+++ Listed entries +++
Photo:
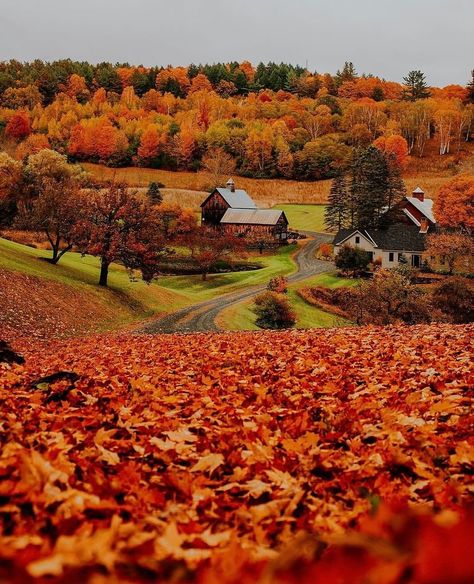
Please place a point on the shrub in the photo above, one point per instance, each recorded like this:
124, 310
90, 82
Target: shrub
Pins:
273, 311
455, 297
278, 284
389, 298
325, 250
352, 259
+++
■ Exercise details
Nothing from before the line containing "Please place a" should appear; copy that line and each one after it through the last line of the entries, exactly.

■ Exercise output
Please place a point on the shrub in the photo above, one point per instance, each recorded like this:
124, 310
90, 82
Target: shrub
Pins:
273, 311
455, 297
278, 284
389, 298
325, 250
352, 259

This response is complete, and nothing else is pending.